- [Instructions to follow]
Collect every line in the rows below that contains the string "envelope", and copy each one out in full. The match is case-sensitive.

- [Listed entries]
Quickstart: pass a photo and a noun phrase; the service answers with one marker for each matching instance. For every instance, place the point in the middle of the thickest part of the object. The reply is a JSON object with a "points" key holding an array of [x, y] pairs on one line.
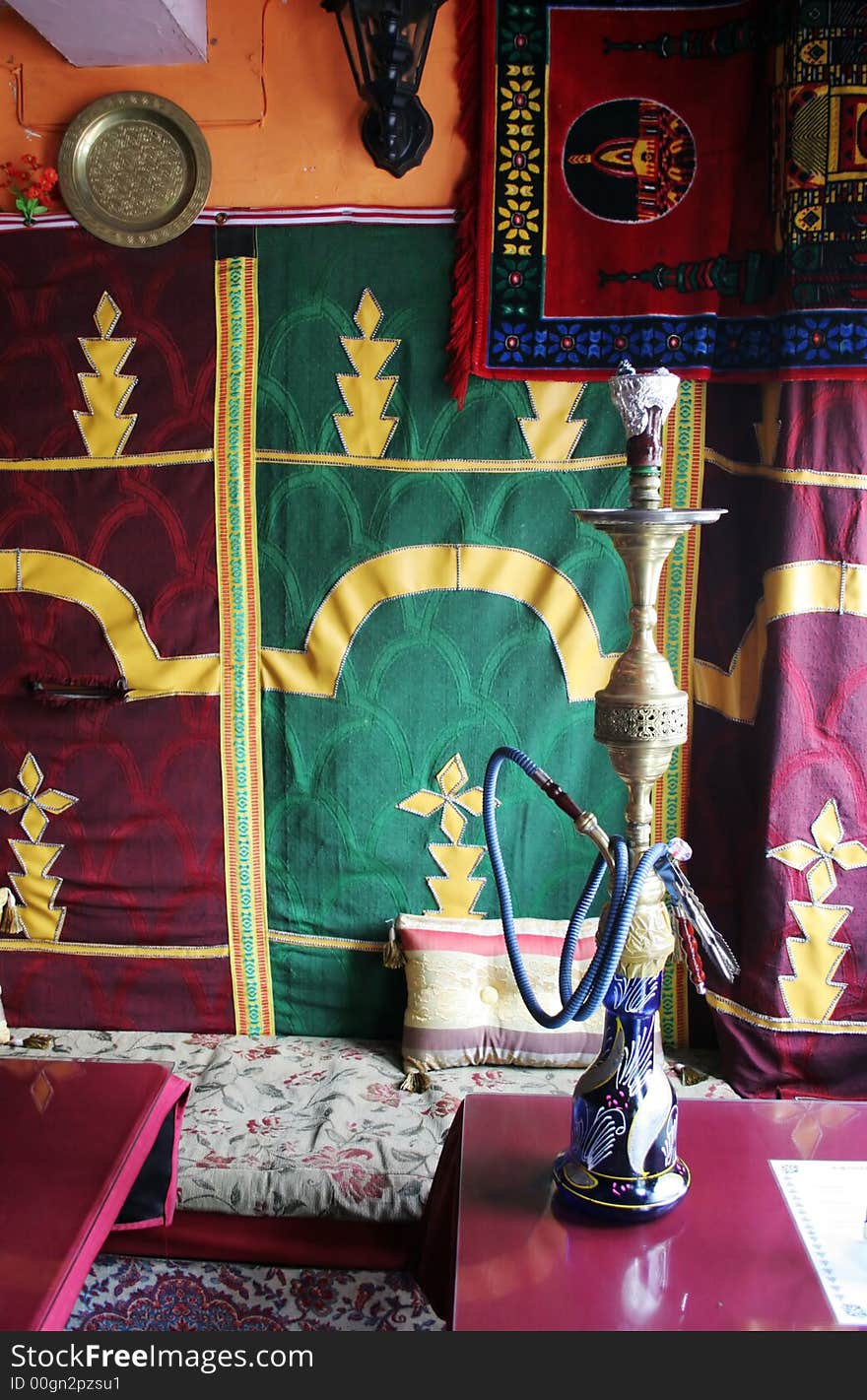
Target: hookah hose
{"points": [[580, 1003]]}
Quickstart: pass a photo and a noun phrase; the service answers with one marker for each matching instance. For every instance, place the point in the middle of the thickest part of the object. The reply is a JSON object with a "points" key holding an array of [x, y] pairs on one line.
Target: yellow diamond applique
{"points": [[56, 802], [827, 829], [12, 800], [821, 881], [452, 775], [452, 824], [424, 802], [33, 821]]}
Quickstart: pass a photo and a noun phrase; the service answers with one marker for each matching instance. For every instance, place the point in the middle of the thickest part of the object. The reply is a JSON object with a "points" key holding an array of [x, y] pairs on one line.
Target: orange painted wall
{"points": [[276, 103]]}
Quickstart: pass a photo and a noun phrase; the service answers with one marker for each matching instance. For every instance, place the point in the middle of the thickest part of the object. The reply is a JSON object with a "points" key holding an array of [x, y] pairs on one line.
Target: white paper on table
{"points": [[828, 1203]]}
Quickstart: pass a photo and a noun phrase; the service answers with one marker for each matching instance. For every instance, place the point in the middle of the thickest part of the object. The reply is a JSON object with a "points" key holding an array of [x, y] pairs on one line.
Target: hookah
{"points": [[622, 1161]]}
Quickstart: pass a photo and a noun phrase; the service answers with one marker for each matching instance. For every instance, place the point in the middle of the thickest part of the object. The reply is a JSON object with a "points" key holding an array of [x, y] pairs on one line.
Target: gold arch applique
{"points": [[146, 672], [421, 568], [787, 591]]}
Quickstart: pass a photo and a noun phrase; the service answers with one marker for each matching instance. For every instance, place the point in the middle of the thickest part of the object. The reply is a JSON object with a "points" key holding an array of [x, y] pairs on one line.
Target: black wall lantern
{"points": [[387, 43]]}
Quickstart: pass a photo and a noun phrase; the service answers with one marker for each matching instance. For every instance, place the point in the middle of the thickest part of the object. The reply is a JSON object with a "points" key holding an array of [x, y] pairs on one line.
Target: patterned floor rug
{"points": [[123, 1294]]}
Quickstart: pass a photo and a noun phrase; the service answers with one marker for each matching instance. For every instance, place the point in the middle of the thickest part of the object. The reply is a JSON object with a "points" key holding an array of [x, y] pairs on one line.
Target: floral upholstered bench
{"points": [[296, 1131]]}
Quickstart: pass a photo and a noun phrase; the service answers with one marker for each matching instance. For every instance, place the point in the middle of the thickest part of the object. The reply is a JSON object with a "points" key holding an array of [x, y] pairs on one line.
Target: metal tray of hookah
{"points": [[641, 517]]}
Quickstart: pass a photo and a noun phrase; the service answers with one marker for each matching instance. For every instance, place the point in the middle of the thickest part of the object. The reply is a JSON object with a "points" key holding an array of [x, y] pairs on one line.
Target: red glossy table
{"points": [[726, 1259], [73, 1138]]}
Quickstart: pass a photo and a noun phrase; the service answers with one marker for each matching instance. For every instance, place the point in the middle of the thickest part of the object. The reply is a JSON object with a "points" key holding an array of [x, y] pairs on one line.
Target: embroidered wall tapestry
{"points": [[331, 594], [777, 811], [673, 183], [111, 808]]}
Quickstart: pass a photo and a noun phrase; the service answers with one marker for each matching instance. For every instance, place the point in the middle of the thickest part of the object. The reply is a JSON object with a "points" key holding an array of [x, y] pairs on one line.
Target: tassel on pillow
{"points": [[392, 954], [415, 1083]]}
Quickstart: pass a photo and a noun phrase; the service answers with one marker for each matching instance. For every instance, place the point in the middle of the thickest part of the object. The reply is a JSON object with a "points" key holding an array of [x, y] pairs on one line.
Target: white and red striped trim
{"points": [[321, 215]]}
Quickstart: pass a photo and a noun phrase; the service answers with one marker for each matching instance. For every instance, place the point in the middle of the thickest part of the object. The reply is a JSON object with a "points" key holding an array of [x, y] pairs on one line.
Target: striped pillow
{"points": [[462, 1003]]}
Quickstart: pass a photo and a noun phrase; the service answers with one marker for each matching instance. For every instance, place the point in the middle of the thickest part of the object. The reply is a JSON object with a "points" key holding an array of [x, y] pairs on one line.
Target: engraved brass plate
{"points": [[133, 169]]}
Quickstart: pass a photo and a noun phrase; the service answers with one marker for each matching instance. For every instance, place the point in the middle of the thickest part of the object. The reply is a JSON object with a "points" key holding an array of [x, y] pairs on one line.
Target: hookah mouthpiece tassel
{"points": [[691, 911]]}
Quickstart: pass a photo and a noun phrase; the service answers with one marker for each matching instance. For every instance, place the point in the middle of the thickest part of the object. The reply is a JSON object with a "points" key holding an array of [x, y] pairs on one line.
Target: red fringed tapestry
{"points": [[111, 787], [671, 183], [777, 814]]}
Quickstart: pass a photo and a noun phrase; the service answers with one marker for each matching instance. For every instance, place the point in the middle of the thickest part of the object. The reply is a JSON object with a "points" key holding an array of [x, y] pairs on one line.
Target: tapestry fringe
{"points": [[469, 96]]}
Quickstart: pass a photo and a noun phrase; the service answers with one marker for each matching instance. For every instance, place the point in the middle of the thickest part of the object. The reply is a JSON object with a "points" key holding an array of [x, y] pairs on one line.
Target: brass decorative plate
{"points": [[133, 169]]}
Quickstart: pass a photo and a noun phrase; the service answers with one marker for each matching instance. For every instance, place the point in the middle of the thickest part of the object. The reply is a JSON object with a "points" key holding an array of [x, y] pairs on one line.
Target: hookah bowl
{"points": [[622, 1160]]}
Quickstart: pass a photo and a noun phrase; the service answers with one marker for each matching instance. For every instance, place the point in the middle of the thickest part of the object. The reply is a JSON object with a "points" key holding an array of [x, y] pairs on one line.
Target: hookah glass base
{"points": [[622, 1164], [614, 1199]]}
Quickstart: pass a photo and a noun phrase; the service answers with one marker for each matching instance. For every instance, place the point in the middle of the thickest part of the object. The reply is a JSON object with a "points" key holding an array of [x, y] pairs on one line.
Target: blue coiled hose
{"points": [[614, 927]]}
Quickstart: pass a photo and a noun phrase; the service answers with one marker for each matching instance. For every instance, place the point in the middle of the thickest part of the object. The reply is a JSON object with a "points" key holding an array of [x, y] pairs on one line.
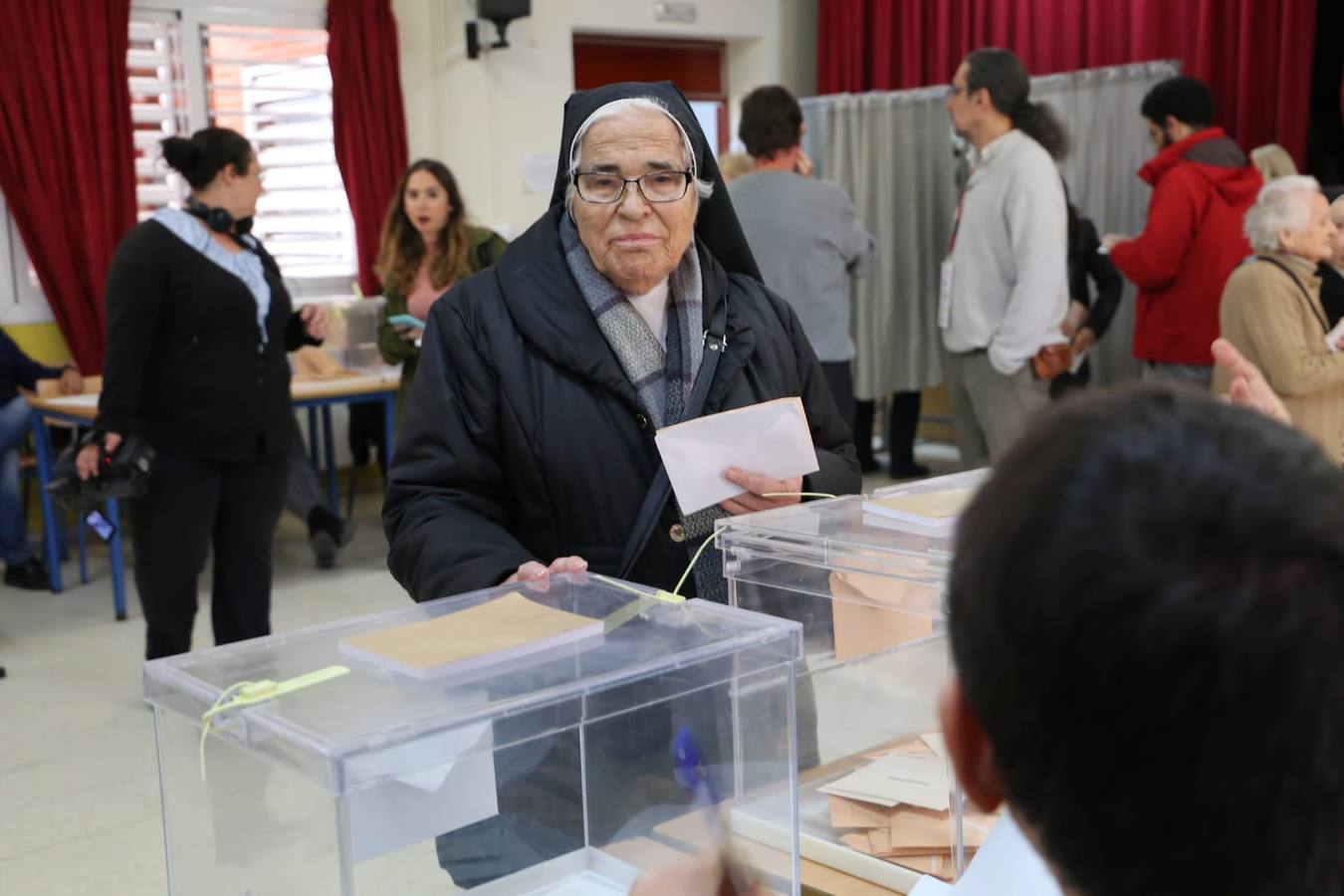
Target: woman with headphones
{"points": [[199, 324]]}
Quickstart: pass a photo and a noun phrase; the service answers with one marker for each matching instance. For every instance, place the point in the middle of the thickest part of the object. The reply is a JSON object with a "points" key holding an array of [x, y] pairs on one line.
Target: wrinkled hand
{"points": [[1248, 388], [70, 381], [690, 876], [87, 462], [757, 487], [315, 322], [1083, 338], [531, 571]]}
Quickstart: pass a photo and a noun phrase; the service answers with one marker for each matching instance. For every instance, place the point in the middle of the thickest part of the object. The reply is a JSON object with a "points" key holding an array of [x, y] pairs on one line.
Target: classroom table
{"points": [[312, 394]]}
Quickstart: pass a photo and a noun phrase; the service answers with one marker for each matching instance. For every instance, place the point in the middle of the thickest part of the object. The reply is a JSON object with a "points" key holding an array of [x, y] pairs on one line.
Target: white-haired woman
{"points": [[1271, 308], [527, 439]]}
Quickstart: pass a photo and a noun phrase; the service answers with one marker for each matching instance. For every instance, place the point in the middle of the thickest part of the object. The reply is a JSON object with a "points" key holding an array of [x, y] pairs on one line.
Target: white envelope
{"points": [[771, 438]]}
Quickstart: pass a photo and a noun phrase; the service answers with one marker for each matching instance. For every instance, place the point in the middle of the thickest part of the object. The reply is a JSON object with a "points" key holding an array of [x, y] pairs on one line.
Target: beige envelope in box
{"points": [[875, 612]]}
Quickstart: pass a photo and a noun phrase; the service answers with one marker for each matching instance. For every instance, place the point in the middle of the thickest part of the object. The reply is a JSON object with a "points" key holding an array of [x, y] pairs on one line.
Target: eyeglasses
{"points": [[656, 185]]}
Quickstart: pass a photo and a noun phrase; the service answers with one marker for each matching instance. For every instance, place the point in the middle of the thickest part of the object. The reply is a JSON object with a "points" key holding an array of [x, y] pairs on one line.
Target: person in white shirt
{"points": [[1005, 287]]}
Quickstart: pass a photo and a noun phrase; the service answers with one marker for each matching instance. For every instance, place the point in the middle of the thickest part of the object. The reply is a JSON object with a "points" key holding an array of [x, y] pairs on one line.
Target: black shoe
{"points": [[30, 575], [327, 534]]}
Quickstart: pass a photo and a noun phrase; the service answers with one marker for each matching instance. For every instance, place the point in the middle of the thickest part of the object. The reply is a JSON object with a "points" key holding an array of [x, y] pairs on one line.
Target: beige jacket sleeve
{"points": [[1289, 341]]}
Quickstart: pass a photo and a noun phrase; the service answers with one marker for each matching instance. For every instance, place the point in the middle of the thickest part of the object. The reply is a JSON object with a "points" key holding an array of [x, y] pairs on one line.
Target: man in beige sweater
{"points": [[1271, 310]]}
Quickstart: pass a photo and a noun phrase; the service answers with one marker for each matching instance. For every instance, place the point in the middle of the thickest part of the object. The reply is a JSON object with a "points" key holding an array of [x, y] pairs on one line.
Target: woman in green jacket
{"points": [[426, 246]]}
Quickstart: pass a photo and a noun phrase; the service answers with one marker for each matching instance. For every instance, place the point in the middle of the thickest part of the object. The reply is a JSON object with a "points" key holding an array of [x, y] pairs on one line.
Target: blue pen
{"points": [[690, 773]]}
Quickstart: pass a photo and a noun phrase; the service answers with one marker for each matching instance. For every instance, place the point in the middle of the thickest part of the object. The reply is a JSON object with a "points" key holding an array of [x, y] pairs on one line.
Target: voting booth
{"points": [[866, 577], [526, 739]]}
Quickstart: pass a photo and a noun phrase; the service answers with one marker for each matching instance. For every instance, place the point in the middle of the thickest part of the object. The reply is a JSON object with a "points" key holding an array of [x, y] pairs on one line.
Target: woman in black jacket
{"points": [[526, 446], [1087, 320], [199, 324], [527, 443]]}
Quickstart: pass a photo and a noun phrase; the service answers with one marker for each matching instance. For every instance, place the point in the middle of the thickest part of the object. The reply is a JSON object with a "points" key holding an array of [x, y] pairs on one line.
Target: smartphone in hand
{"points": [[406, 320]]}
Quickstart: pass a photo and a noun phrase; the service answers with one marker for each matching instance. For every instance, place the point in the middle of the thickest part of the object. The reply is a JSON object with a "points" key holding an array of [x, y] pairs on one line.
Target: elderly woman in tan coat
{"points": [[1271, 310]]}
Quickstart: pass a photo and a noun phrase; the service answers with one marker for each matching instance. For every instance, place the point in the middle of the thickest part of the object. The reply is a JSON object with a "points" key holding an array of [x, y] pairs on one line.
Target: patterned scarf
{"points": [[661, 376]]}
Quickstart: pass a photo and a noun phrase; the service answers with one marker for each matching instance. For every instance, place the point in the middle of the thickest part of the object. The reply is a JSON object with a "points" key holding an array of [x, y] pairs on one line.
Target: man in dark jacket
{"points": [[1332, 269], [1202, 187], [525, 438]]}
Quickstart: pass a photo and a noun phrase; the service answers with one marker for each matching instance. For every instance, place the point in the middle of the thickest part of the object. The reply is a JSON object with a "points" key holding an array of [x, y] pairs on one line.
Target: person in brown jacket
{"points": [[1271, 310]]}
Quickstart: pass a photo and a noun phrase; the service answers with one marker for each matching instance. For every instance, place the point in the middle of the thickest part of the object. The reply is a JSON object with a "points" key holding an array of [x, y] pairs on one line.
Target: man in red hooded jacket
{"points": [[1202, 187]]}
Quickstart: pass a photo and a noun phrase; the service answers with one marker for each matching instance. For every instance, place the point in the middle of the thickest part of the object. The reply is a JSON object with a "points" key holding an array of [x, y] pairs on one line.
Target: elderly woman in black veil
{"points": [[527, 442]]}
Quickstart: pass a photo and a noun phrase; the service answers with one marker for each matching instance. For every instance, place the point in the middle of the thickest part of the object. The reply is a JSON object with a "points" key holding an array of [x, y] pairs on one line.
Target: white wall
{"points": [[483, 117]]}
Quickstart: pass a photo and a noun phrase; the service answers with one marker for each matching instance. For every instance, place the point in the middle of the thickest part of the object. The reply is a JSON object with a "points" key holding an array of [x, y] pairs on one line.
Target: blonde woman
{"points": [[426, 246]]}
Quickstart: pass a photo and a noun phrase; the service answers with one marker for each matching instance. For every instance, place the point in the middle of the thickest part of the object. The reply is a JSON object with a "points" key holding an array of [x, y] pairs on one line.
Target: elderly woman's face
{"points": [[633, 242], [1314, 241]]}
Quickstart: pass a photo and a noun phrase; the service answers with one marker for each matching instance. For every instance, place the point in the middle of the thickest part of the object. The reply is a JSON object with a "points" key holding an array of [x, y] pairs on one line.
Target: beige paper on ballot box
{"points": [[494, 631], [874, 612]]}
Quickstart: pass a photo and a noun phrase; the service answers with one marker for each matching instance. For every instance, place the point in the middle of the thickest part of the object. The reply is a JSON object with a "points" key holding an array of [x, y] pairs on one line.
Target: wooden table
{"points": [[314, 394]]}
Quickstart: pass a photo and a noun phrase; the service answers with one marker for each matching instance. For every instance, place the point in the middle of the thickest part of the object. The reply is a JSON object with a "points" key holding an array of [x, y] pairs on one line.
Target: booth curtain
{"points": [[1254, 54]]}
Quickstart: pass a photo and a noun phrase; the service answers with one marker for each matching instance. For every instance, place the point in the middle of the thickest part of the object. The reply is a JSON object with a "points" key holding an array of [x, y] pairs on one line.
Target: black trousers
{"points": [[902, 425], [841, 387], [190, 508]]}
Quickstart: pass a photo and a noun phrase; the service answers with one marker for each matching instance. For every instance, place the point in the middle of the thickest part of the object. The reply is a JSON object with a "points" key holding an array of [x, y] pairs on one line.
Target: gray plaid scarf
{"points": [[661, 376]]}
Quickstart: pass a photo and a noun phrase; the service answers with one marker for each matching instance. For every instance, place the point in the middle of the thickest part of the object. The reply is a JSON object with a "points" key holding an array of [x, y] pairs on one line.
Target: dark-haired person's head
{"points": [[772, 122], [1147, 615], [221, 168], [991, 93], [1176, 108]]}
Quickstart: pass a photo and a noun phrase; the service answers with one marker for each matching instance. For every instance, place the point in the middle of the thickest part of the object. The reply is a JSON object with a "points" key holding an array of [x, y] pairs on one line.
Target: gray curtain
{"points": [[893, 153]]}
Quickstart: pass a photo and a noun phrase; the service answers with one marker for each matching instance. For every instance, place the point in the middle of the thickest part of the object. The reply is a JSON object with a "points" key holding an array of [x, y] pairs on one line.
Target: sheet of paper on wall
{"points": [[1006, 865], [930, 510], [895, 780], [540, 172], [499, 630], [771, 438]]}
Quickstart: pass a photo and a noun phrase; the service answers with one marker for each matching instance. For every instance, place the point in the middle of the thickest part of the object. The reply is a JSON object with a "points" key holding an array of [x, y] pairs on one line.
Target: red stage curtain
{"points": [[66, 153], [1254, 54], [368, 118]]}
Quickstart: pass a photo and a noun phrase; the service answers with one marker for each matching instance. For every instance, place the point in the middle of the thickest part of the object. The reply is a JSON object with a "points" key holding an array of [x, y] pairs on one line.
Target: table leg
{"points": [[51, 551], [312, 438], [118, 581], [330, 450], [84, 551]]}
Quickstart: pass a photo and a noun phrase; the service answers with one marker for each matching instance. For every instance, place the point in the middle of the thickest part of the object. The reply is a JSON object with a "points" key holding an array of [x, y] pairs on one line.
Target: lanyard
{"points": [[956, 220]]}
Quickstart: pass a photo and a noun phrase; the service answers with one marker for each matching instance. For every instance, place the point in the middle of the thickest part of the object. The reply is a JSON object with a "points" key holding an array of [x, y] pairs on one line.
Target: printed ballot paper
{"points": [[771, 438]]}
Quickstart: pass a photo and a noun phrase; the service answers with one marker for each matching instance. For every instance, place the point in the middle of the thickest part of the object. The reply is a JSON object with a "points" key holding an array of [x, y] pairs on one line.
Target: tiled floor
{"points": [[80, 807]]}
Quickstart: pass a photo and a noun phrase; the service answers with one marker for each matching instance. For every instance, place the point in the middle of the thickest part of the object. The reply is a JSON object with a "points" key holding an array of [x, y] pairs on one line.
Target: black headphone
{"points": [[218, 219]]}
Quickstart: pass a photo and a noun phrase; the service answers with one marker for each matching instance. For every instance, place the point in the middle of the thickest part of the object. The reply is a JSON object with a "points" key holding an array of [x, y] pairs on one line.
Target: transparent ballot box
{"points": [[526, 739], [866, 576]]}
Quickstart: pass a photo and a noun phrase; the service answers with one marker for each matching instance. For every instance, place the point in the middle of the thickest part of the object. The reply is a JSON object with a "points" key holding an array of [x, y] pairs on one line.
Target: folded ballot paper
{"points": [[771, 438], [1006, 865]]}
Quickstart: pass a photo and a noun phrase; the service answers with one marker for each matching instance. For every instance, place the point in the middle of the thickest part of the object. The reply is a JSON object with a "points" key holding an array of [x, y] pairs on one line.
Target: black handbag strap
{"points": [[661, 488], [1310, 305]]}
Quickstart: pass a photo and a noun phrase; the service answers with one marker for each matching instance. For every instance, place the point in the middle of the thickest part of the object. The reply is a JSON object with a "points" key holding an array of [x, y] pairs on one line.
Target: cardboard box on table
{"points": [[533, 761], [866, 577]]}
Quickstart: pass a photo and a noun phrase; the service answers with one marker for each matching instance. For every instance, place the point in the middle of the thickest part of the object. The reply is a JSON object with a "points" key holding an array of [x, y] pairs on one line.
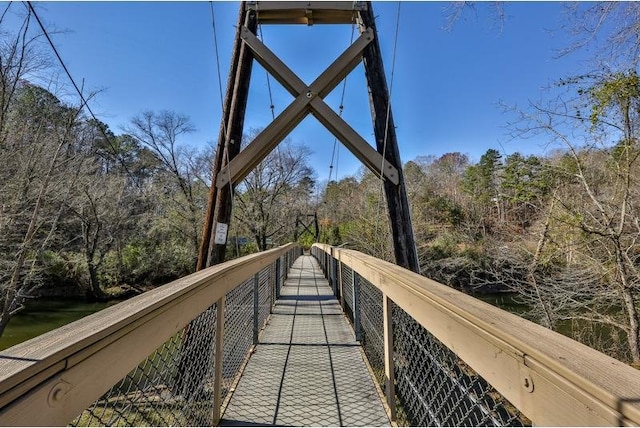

- [Exercise output]
Target: white envelope
Target: beige envelope in box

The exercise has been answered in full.